(Image annotation data)

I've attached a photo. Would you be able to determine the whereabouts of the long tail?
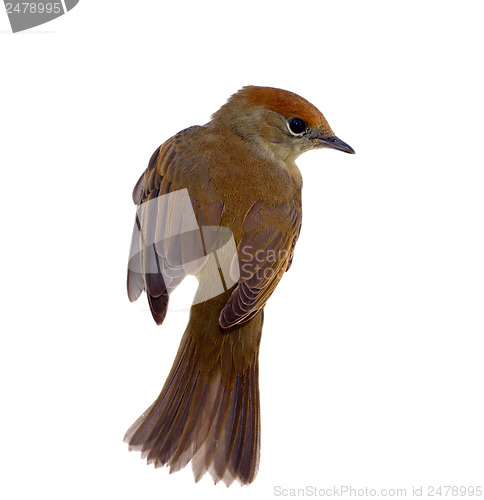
[124,304,263,486]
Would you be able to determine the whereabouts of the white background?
[0,0,484,499]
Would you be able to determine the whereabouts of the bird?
[124,85,354,486]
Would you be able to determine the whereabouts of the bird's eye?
[288,118,306,135]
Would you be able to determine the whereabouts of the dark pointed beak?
[320,135,355,155]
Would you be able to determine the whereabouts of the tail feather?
[124,318,261,485]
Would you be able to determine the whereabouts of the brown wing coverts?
[127,127,227,324]
[220,202,302,328]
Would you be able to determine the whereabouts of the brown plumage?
[125,86,353,485]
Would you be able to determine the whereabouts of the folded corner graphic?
[3,0,79,33]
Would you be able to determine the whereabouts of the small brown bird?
[125,86,354,485]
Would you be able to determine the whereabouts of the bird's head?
[212,86,354,162]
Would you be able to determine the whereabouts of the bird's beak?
[319,135,355,155]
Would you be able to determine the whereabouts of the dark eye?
[289,118,306,135]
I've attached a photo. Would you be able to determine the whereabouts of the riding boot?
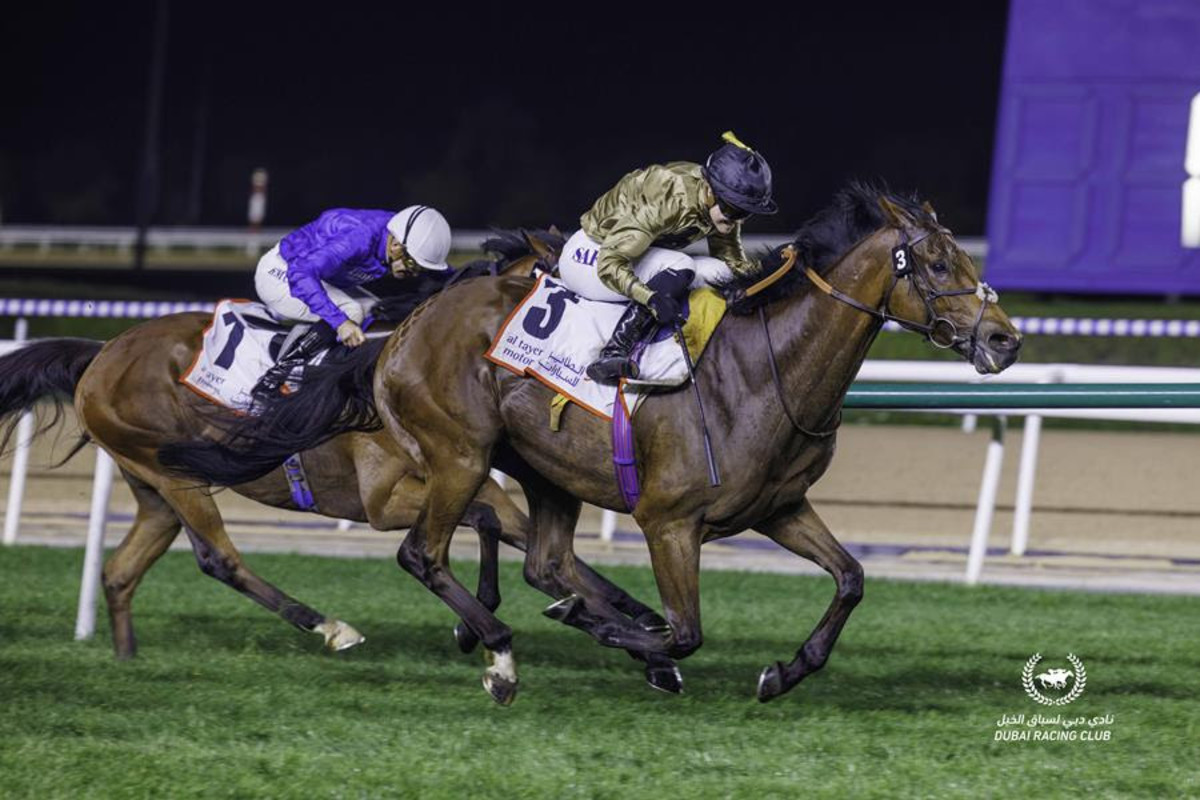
[588,302,654,384]
[251,321,337,403]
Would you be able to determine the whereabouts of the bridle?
[763,225,1000,438]
[804,227,1000,360]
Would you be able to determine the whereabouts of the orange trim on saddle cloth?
[179,297,254,416]
[484,272,612,421]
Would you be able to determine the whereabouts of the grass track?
[0,547,1200,799]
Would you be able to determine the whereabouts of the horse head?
[877,196,1021,374]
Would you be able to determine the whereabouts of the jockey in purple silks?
[254,205,452,392]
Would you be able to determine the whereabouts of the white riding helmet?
[388,205,450,272]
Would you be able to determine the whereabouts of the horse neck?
[766,234,892,431]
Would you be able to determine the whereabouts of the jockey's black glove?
[646,291,683,325]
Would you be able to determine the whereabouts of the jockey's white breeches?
[254,245,364,324]
[558,230,733,302]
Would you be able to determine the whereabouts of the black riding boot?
[588,302,654,384]
[251,321,337,403]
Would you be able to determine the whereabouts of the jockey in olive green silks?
[558,132,778,384]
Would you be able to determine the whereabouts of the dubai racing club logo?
[1021,652,1087,705]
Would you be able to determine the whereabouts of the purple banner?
[986,0,1200,295]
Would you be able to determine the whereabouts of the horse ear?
[880,197,917,228]
[521,229,554,259]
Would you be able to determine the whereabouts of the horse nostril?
[988,333,1021,353]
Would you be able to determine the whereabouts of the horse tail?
[0,338,104,464]
[158,338,386,486]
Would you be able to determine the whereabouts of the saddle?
[179,300,337,414]
[485,273,725,420]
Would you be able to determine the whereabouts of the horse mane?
[716,181,937,314]
[482,228,566,263]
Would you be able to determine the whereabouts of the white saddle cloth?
[180,300,325,411]
[485,275,688,420]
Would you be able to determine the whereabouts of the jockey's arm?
[596,196,682,306]
[708,222,760,277]
[288,225,370,331]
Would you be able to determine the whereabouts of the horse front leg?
[757,500,863,703]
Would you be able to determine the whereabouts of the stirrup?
[587,355,638,386]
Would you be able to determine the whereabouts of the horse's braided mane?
[716,181,936,314]
[482,228,566,261]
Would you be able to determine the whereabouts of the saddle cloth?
[485,275,725,420]
[179,300,325,411]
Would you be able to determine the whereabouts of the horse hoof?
[484,673,517,705]
[756,661,784,703]
[646,664,683,694]
[454,622,479,652]
[634,612,671,636]
[316,619,366,652]
[542,594,582,622]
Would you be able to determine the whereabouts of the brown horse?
[0,242,672,699]
[159,186,1021,700]
[360,186,1020,700]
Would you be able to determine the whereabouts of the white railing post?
[966,416,1008,585]
[4,317,34,546]
[1009,369,1063,555]
[76,447,113,642]
[1010,414,1042,555]
[600,509,617,545]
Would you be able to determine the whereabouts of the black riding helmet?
[703,131,779,216]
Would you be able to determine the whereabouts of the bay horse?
[374,185,1021,702]
[164,185,1021,702]
[0,242,665,700]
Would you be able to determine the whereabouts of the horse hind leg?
[103,473,180,660]
[362,473,504,652]
[522,481,681,662]
[396,446,518,705]
[454,503,500,652]
[757,500,863,702]
[162,487,364,651]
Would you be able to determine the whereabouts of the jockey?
[558,132,778,384]
[254,205,454,392]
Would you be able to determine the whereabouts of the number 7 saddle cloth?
[485,275,725,420]
[179,300,325,413]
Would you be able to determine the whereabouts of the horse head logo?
[1038,667,1075,688]
[1021,652,1087,705]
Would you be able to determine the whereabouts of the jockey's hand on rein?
[646,291,683,325]
[337,319,367,348]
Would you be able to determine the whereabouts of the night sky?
[0,1,1007,234]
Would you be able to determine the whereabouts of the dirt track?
[4,426,1200,594]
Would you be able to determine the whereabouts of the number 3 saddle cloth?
[485,275,725,420]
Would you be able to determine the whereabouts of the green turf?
[0,547,1200,799]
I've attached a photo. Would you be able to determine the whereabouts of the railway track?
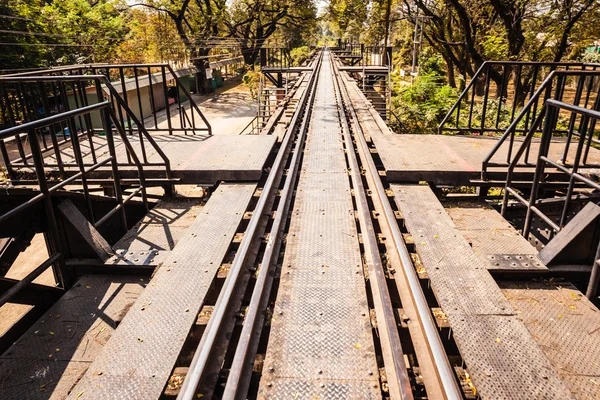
[165,51,469,400]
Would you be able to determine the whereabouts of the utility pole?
[410,10,431,83]
[383,0,392,47]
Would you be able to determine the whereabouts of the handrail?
[2,63,212,135]
[0,74,172,180]
[0,100,109,140]
[501,99,600,299]
[482,70,600,179]
[438,61,600,134]
[501,99,600,242]
[0,100,143,306]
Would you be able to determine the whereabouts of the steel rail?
[222,50,321,400]
[331,53,413,400]
[342,62,463,400]
[177,51,324,400]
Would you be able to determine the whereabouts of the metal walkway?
[258,52,381,399]
[70,184,255,399]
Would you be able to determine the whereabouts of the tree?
[225,0,317,65]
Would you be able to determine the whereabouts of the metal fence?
[502,99,600,298]
[260,47,292,70]
[0,75,171,183]
[482,68,600,179]
[0,99,148,307]
[0,64,212,135]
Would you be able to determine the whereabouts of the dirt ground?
[0,79,256,335]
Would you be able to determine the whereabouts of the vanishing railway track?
[165,51,468,400]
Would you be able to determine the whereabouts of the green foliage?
[290,46,310,65]
[242,70,260,100]
[392,56,458,133]
[0,0,129,69]
[581,52,600,63]
[481,33,508,60]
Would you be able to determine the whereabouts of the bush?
[242,69,260,100]
[290,46,310,65]
[392,56,458,133]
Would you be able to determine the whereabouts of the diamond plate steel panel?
[258,57,381,399]
[501,281,600,399]
[70,184,256,399]
[391,185,571,399]
[106,199,202,265]
[0,275,146,400]
[444,200,547,271]
[391,185,514,315]
[449,315,573,399]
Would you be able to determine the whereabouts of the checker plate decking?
[444,200,547,271]
[106,199,202,265]
[501,281,600,400]
[258,54,381,399]
[391,185,571,399]
[371,132,600,185]
[71,184,256,399]
[0,275,147,400]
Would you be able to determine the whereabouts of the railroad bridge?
[0,46,600,399]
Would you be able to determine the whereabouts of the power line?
[0,43,94,47]
[0,29,127,41]
[0,15,37,22]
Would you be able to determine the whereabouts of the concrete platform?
[371,133,600,186]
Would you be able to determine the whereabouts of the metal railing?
[502,99,600,237]
[438,61,600,134]
[260,47,292,69]
[0,75,171,183]
[501,99,600,298]
[0,101,148,307]
[0,64,212,135]
[239,116,262,135]
[464,65,600,179]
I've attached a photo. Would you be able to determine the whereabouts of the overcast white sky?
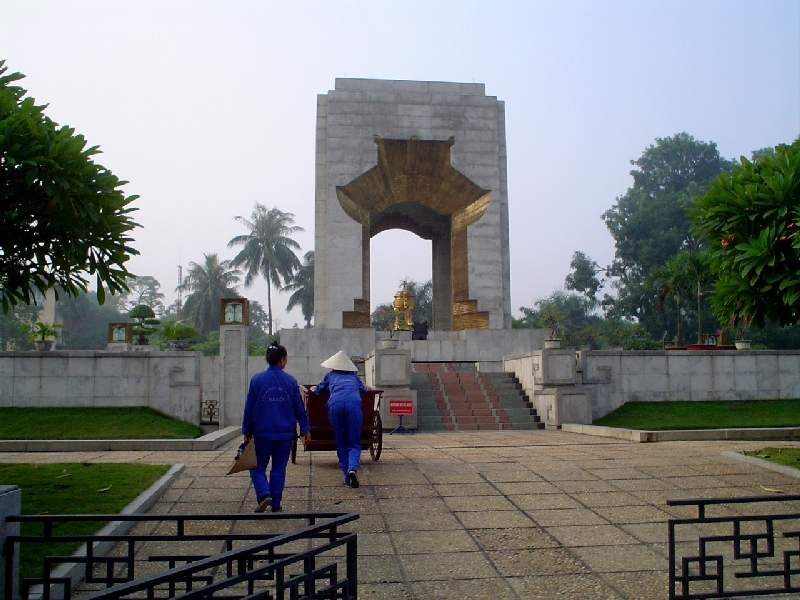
[0,0,800,327]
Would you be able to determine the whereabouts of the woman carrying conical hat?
[315,350,367,488]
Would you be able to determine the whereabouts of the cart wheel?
[369,413,383,460]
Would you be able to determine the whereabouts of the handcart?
[292,385,383,463]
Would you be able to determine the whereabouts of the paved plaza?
[0,431,800,600]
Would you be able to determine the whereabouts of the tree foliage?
[178,254,241,337]
[282,250,314,328]
[0,61,139,312]
[228,203,303,335]
[56,293,129,350]
[118,275,165,315]
[564,251,605,303]
[690,138,800,326]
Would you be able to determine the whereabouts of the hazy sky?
[0,0,800,327]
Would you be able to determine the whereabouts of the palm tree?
[228,203,303,336]
[178,254,241,337]
[650,253,691,346]
[282,250,314,328]
[400,278,433,323]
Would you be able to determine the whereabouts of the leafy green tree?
[0,61,140,312]
[247,300,272,350]
[118,275,165,315]
[128,304,159,346]
[0,304,41,351]
[283,250,314,328]
[228,203,303,335]
[690,138,800,327]
[400,279,433,324]
[592,133,731,336]
[649,253,691,346]
[564,251,605,303]
[179,254,241,336]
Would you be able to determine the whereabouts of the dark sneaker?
[254,496,272,512]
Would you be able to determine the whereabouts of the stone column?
[219,325,250,427]
[0,485,22,600]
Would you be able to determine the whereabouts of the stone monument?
[281,79,544,383]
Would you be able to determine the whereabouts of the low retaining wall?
[0,350,202,423]
[503,349,800,426]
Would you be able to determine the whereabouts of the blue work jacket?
[314,371,368,406]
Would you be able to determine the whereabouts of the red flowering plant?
[688,138,800,328]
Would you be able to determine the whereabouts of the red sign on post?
[389,398,414,415]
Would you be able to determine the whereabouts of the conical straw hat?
[320,350,358,373]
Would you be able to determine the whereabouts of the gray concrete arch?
[314,79,511,330]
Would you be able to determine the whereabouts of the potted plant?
[159,319,200,350]
[539,308,564,349]
[22,321,63,351]
[381,323,400,350]
[733,317,752,350]
[128,304,160,346]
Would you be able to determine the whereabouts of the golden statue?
[392,282,417,331]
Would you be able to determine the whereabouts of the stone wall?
[314,79,511,330]
[0,350,200,424]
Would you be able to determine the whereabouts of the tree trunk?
[267,277,272,338]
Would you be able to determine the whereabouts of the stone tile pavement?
[0,431,800,600]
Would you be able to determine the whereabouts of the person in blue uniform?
[315,350,367,488]
[242,343,311,512]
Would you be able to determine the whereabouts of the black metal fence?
[667,495,800,600]
[5,513,358,600]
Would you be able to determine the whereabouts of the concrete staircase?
[411,363,544,431]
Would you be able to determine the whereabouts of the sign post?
[389,398,414,435]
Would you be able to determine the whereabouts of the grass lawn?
[594,399,800,431]
[743,448,800,469]
[0,463,169,577]
[0,407,203,440]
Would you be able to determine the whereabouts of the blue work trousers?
[250,437,292,508]
[328,402,363,482]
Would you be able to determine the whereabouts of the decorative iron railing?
[667,495,800,600]
[5,513,358,600]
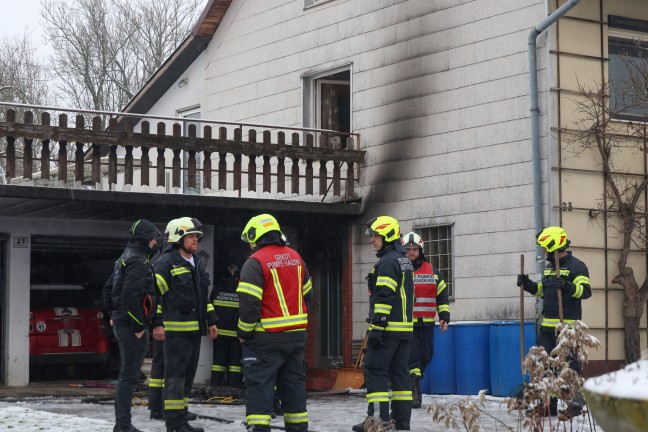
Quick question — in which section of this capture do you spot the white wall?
[194,0,546,338]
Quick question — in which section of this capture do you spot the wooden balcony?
[0,103,365,203]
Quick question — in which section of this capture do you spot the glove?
[367,330,382,349]
[555,278,574,294]
[371,313,389,328]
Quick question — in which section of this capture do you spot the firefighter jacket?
[103,220,160,333]
[524,252,592,328]
[367,241,414,339]
[413,259,450,326]
[154,248,218,335]
[209,277,239,337]
[236,243,313,339]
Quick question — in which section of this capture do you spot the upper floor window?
[608,16,648,119]
[414,225,454,299]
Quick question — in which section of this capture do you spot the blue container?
[490,321,536,397]
[421,323,457,394]
[455,321,490,395]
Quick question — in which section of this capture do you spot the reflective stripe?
[155,273,169,295]
[392,390,412,401]
[171,267,191,276]
[376,276,398,291]
[374,303,392,315]
[262,269,288,316]
[284,412,308,423]
[236,282,263,300]
[238,318,257,333]
[149,378,164,388]
[245,414,271,426]
[212,300,239,308]
[218,329,236,337]
[164,321,200,331]
[164,399,184,411]
[367,392,389,403]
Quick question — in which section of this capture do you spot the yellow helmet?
[241,213,283,243]
[365,216,400,242]
[164,217,203,243]
[537,227,571,252]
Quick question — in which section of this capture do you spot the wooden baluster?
[277,132,286,193]
[74,114,85,182]
[263,131,272,192]
[346,162,355,200]
[234,127,243,191]
[202,126,212,190]
[157,122,166,186]
[306,134,313,195]
[218,126,227,190]
[6,109,16,179]
[58,114,67,182]
[290,133,299,194]
[124,146,134,185]
[248,129,256,192]
[92,116,102,184]
[23,111,34,179]
[41,112,50,180]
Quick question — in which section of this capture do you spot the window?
[608,16,648,119]
[414,225,454,299]
[304,66,352,138]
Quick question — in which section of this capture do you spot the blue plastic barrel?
[421,323,457,394]
[490,321,536,397]
[455,321,490,395]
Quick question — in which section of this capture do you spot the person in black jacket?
[517,226,592,418]
[104,219,163,432]
[154,217,218,432]
[352,216,414,432]
[209,264,241,387]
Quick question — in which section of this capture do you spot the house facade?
[0,0,648,388]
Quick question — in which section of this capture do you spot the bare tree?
[563,42,648,363]
[41,0,204,111]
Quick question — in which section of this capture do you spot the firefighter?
[352,216,414,432]
[236,214,312,431]
[209,264,241,387]
[517,226,592,418]
[402,232,450,408]
[109,219,163,432]
[154,217,218,432]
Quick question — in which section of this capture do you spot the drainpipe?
[529,0,581,274]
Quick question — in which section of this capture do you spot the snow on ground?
[0,393,589,432]
[583,360,648,400]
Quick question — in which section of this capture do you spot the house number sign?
[14,236,29,248]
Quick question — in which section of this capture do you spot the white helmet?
[401,232,423,252]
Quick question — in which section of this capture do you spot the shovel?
[331,334,369,391]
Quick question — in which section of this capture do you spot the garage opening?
[29,236,127,381]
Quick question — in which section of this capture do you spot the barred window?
[414,225,454,299]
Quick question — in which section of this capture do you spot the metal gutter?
[529,0,581,274]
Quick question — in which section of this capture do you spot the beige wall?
[550,0,648,360]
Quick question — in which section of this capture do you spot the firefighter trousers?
[242,331,308,432]
[409,323,434,378]
[149,339,164,414]
[211,336,241,387]
[163,331,201,428]
[364,335,412,430]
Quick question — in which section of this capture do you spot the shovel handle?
[554,251,563,324]
[520,254,524,367]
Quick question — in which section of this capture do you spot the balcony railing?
[0,102,365,201]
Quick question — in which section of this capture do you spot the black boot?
[411,375,423,408]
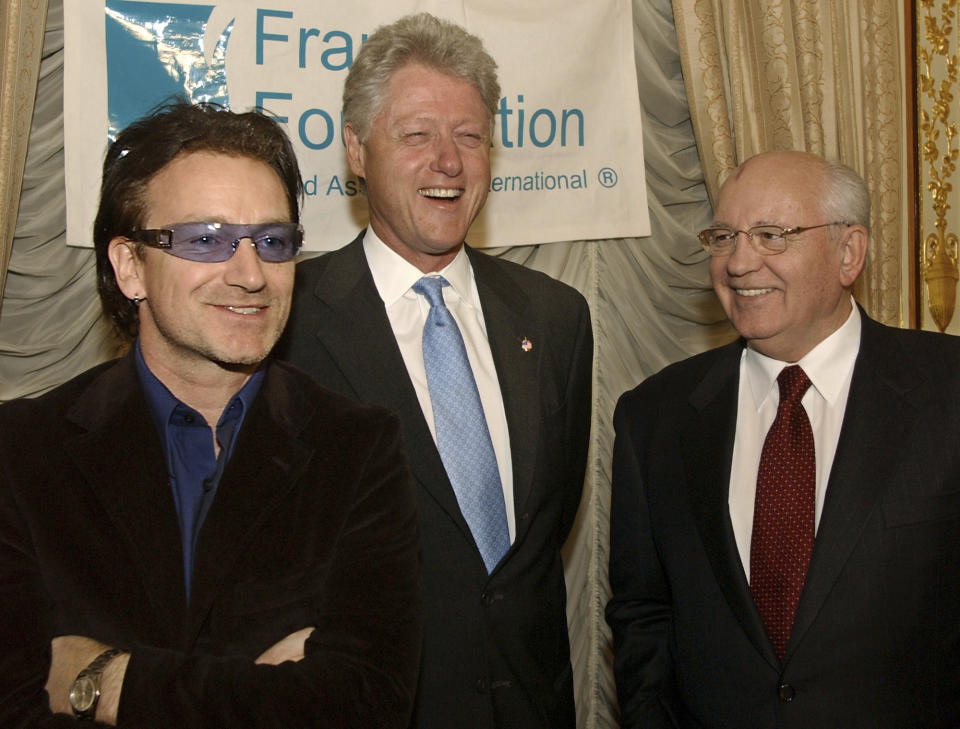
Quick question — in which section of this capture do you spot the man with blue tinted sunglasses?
[0,104,420,729]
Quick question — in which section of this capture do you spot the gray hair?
[820,160,870,232]
[343,13,500,142]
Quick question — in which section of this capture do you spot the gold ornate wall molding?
[0,0,47,310]
[914,0,960,333]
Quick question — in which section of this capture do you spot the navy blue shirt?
[134,340,263,603]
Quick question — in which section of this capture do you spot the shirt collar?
[743,297,861,410]
[363,227,480,309]
[133,339,264,436]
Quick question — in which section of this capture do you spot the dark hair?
[93,101,303,339]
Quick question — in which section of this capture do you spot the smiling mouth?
[417,187,463,200]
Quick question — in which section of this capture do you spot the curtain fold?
[673,0,909,326]
[0,0,47,306]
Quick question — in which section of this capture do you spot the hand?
[46,635,130,724]
[256,626,315,666]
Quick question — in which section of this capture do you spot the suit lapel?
[467,247,549,544]
[681,341,779,666]
[786,312,923,658]
[313,233,470,536]
[64,356,186,641]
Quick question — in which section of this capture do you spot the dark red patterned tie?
[750,365,816,659]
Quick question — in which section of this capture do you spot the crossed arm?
[45,626,314,726]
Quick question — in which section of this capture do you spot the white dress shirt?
[727,304,860,582]
[363,228,516,544]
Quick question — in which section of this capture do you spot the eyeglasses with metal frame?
[127,223,303,263]
[697,221,853,256]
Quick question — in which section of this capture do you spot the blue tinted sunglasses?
[128,223,303,263]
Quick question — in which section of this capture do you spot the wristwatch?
[69,648,127,720]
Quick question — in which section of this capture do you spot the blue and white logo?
[105,0,234,140]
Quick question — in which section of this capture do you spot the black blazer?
[607,316,960,729]
[0,356,421,729]
[279,234,593,729]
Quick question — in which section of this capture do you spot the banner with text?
[64,0,650,250]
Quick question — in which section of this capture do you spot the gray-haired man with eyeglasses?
[0,104,421,729]
[607,152,960,729]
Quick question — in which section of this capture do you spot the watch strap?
[70,648,127,719]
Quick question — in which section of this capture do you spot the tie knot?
[777,365,810,402]
[411,276,450,307]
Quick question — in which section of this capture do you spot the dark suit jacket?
[0,356,421,729]
[280,234,593,729]
[607,316,960,729]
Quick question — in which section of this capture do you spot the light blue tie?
[413,276,510,573]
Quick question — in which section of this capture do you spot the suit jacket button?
[777,683,797,703]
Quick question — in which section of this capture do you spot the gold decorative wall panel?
[914,0,960,334]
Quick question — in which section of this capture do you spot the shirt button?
[777,683,797,703]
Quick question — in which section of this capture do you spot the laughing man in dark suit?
[607,152,960,729]
[0,104,420,729]
[280,14,593,729]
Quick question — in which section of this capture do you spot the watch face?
[70,676,100,716]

Exercise prompt:
Rewrite everything from the line containing "the jockey's arm?" down to the line containing "[482,228,566,261]", with "braided" changed to "plaited" and nothing else altered.

Written response:
Would you be able to determine the whereabouts of the jockey's arm?
[596,196,682,306]
[708,222,760,277]
[288,225,370,331]
Would you be able to determine the whereabouts of the horse front leg?
[757,500,863,703]
Would you be able to determine the whereabouts of the stirrup?
[587,355,638,386]
Would you be able to determine the whereabouts of the horse's plaited mane?
[716,181,936,314]
[482,228,566,261]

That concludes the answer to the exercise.